Reputation: 5453
I have a table named employee, there are many records in this table. Here is some sample data :
fullname | address | city
-----------------------------
AA address1 City1
AA address3 City1
AA address8 City2
BB address5 City2
BB address2 City1
CC address6 City1
CC address7 City2
DD address4 City1
I want to have a SELECT
query in sql server which will show only the duplicate records based on the columns fullname
and city
. For the given data and considering the condition, only the first two records is duplicate. So my expected output should be like below :
fullname | address | city
-----------------------------
AA address1 City1
AA address3 City1
To get this output, I have this query :
select fullname, city from employee group by fullname, city having count(*)>1
As you can see, it selects two columns only and thus it is giving the following output :
fullname | city
------------------
AA City1
If I re-write the query like below :
select fullname, city, address from employee group by fullname, city, address
having count(*)>1
Unfortunately it is showing no records! Can anybody please help me to write the correct query to get the expected result?
Upvotes: 13
Views: 16474
Reputation: 109
SELECT Feild1, Feild2, COUNT() FROM table name GROUP BY Feild1, Feild2 HAVING COUNT()>1
This will give you all yours answer
Upvotes: -1
Reputation: 136
Agree with above answer. But If you don't want to use Windows functions which might not work properly on all DBs you can join to itself on city and full name after the group by and having and then get the addresses
Select employee.* from employee
join (select fullname, city from employee group by fullname, city having count(*)>1) q1
on q1.fullname = employee.fullname and q1.city = employee.city
Upvotes: 2
Reputation: 334
Here you go with the solution:
DECLARE @Employee TABLE
(
Fullname VARCHAR(25),
[Address] VARCHAR(25),
City VARCHAR(25)

● Stored records
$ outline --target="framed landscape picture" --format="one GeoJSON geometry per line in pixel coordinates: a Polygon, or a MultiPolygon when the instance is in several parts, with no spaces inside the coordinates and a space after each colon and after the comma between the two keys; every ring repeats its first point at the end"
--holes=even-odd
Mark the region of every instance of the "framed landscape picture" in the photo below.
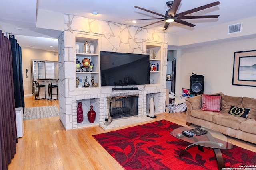
{"type": "Polygon", "coordinates": [[[234,53],[232,84],[256,86],[256,50],[234,53]]]}

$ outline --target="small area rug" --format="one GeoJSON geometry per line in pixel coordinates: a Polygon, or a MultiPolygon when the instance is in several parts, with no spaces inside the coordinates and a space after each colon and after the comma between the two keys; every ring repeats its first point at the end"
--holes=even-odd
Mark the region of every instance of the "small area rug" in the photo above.
{"type": "MultiPolygon", "coordinates": [[[[126,170],[217,170],[211,149],[204,147],[202,152],[194,147],[179,158],[190,145],[170,134],[180,127],[163,120],[93,136],[126,170]]],[[[221,152],[226,166],[222,169],[256,165],[253,152],[235,145],[221,152]]]]}
{"type": "Polygon", "coordinates": [[[59,111],[55,105],[25,108],[24,120],[59,116],[59,111]]]}

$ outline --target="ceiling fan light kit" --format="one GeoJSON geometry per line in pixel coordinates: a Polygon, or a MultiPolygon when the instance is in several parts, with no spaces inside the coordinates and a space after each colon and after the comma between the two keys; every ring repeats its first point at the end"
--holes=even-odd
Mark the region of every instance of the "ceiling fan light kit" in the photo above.
{"type": "Polygon", "coordinates": [[[133,19],[133,20],[125,20],[126,21],[128,20],[161,20],[160,21],[157,21],[156,22],[153,22],[150,24],[147,25],[146,25],[141,27],[140,28],[143,28],[144,27],[147,27],[148,26],[151,25],[155,23],[158,23],[162,21],[165,21],[164,25],[164,26],[163,30],[166,30],[168,28],[170,23],[172,22],[175,22],[178,23],[180,23],[181,24],[184,25],[185,25],[188,26],[190,27],[193,27],[196,26],[195,25],[189,23],[186,21],[182,20],[182,19],[200,19],[200,18],[217,18],[219,17],[219,15],[204,15],[204,16],[185,16],[186,15],[188,15],[197,11],[201,11],[205,9],[208,8],[209,8],[212,7],[213,6],[216,6],[220,4],[220,2],[219,1],[216,1],[215,2],[213,2],[210,4],[208,4],[207,5],[204,5],[203,6],[200,6],[199,7],[196,8],[195,8],[192,9],[190,10],[188,10],[184,12],[176,14],[177,10],[180,6],[181,0],[174,0],[173,1],[168,1],[166,2],[166,5],[169,8],[169,9],[165,13],[165,15],[163,15],[161,14],[158,13],[157,12],[154,12],[154,11],[150,11],[150,10],[147,10],[146,9],[143,8],[138,6],[134,6],[135,8],[139,9],[140,10],[143,10],[145,11],[146,11],[148,12],[150,12],[152,14],[157,15],[159,16],[160,16],[162,18],[148,18],[148,19],[133,19]]]}
{"type": "Polygon", "coordinates": [[[99,14],[99,13],[97,11],[93,11],[92,12],[92,15],[97,15],[98,14],[99,14]]]}
{"type": "Polygon", "coordinates": [[[171,22],[174,22],[174,19],[172,18],[168,18],[165,20],[165,21],[166,22],[168,22],[169,23],[170,23],[171,22]]]}

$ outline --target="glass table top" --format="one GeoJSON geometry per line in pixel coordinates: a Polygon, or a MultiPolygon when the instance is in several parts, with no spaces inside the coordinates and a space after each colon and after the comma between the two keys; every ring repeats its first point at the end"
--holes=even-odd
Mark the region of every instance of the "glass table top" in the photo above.
{"type": "Polygon", "coordinates": [[[180,127],[173,130],[170,133],[178,139],[202,147],[220,149],[231,149],[233,147],[231,142],[226,136],[220,132],[202,127],[180,127]],[[200,136],[194,135],[193,137],[187,137],[182,133],[182,131],[187,131],[196,128],[208,131],[208,132],[200,136]]]}

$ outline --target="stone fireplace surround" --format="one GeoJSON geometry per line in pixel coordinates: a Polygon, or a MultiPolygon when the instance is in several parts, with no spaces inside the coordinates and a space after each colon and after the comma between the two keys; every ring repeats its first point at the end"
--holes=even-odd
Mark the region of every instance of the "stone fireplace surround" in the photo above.
{"type": "Polygon", "coordinates": [[[151,96],[154,98],[154,103],[156,114],[164,112],[165,105],[165,97],[166,90],[118,90],[110,93],[84,95],[76,95],[76,99],[73,100],[74,111],[72,113],[75,119],[73,122],[73,128],[80,128],[93,125],[102,125],[106,122],[105,119],[107,117],[106,113],[108,109],[107,106],[107,97],[128,96],[138,95],[138,116],[146,116],[148,115],[149,108],[149,99],[151,96]],[[84,113],[84,121],[81,123],[76,123],[76,106],[78,102],[82,102],[84,113]],[[90,123],[87,120],[87,113],[90,110],[90,106],[93,105],[93,109],[96,112],[95,121],[93,123],[90,123]]]}
{"type": "MultiPolygon", "coordinates": [[[[79,101],[82,102],[85,106],[83,107],[84,115],[89,111],[88,106],[94,105],[94,110],[97,113],[95,125],[105,122],[108,96],[138,95],[138,117],[141,117],[147,115],[149,97],[152,95],[154,97],[156,112],[164,111],[167,33],[71,14],[64,14],[64,31],[59,37],[58,41],[58,71],[60,119],[66,130],[84,127],[84,125],[77,122],[76,108],[77,102],[79,101]],[[74,31],[100,35],[101,51],[146,54],[147,41],[162,43],[161,74],[159,77],[160,84],[150,84],[145,87],[143,85],[136,86],[139,89],[143,89],[141,90],[112,91],[112,88],[113,87],[96,88],[95,90],[90,90],[77,89],[75,86],[74,74],[76,63],[74,31]]],[[[84,115],[84,117],[87,118],[84,115]]],[[[90,126],[94,125],[93,123],[89,124],[90,126]]]]}

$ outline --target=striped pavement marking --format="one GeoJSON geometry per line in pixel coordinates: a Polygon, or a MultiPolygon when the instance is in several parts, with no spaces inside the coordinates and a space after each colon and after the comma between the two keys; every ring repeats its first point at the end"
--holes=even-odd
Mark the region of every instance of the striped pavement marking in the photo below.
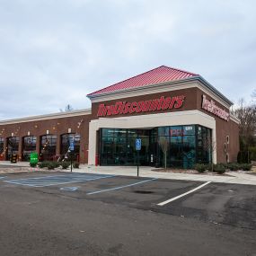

● Stated goal 1
Decide whether each statement agrees with the duplicate-records thread. Answer yes or no and quote the deciding words.
(a) The asker's first query returns the address column along with fullname and city.
(b) Grouping by fullname, city and address returned no rows.
(c) One reply warns that window functions might not work properly on every database.
● Stated goal 2
Answer these questions from the duplicate-records thread.
(a) What is the name of the table that holds the records?
(b) In the reply that joins the table to itself, on which two columns is the join made?
(c) What data type is declared for the Fullname column in the last reply?
● Stated goal 3
Continue the duplicate-records thread from its last line.

● Reply 1
(a) No: "it selects two columns only"
(b) Yes: "Unfortunately it is showing no records!"
(c) Yes: "Windows functions which might not work properly on all DBs"

● Reply 2
(a) employee
(b) fullname and city
(c) VARCHAR(25)

● Reply 3
)
INSERT INTO @Employee VALUES
('AA', 'address1', 'City1')
,('AA', 'address1', 'City1')
,('AA', 'address3', 'City1')
,('AA', 'address8', 'City2')
,('BB', 'address5', 'City2')
,('BB', 'address2', 'City1')
,('CC', 'address6', 'City1')
,('CC', 'address7', 'City2')
;WITH cte AS (
SELECT *,
ROW_NUMBER() OVER(PARTITION BY FullName, [Address], [City] ORDER BY Fullname) AS sl,
HashBytes('MD5', FullName + [Address] + [City]) AS RecordId
FROM @Employee AS e
)
SELECT c.FullName,
c.[Address],
c.City
FROM cte AS c
INNER JOIN cte AS c1
ON c.RecordId = c1.RecordId
WHERE c.sl = 2
Result :
FullName Address City
AA address1 City1
AA address1 City1
Upvotes: 0
Reputation: 1269463
If you have a unique id or the address is always different, you can try:
select e.*
from employee e
where exists (select 1
from employee e2
where e2.fullname = e.fullname and e2.city = e.city and
e2.address <> e.address -- or id or some other unique column
);
Although I would probably go with the window function approach, you might find that under some circumstances, this is faster (especially if you have an index on employee(fullname, city, address)
).
Upvotes: 1
Reputation: 21
Try the Following Code:
create table ##Employee
(Fullname varchar(25),
Address varchar(25),
City varchar(25))
insert into ##Employee values
( 'AA', 'address1', 'City1')
,( 'AA', 'address3', 'City1')
,( 'AA', 'address8', 'City2')
,( 'BB', 'address5', 'City2')
,( 'BB', 'address2', 'City1')
,( 'CC', 'address6', 'City1')
,( 'CC', 'address7', 'City2')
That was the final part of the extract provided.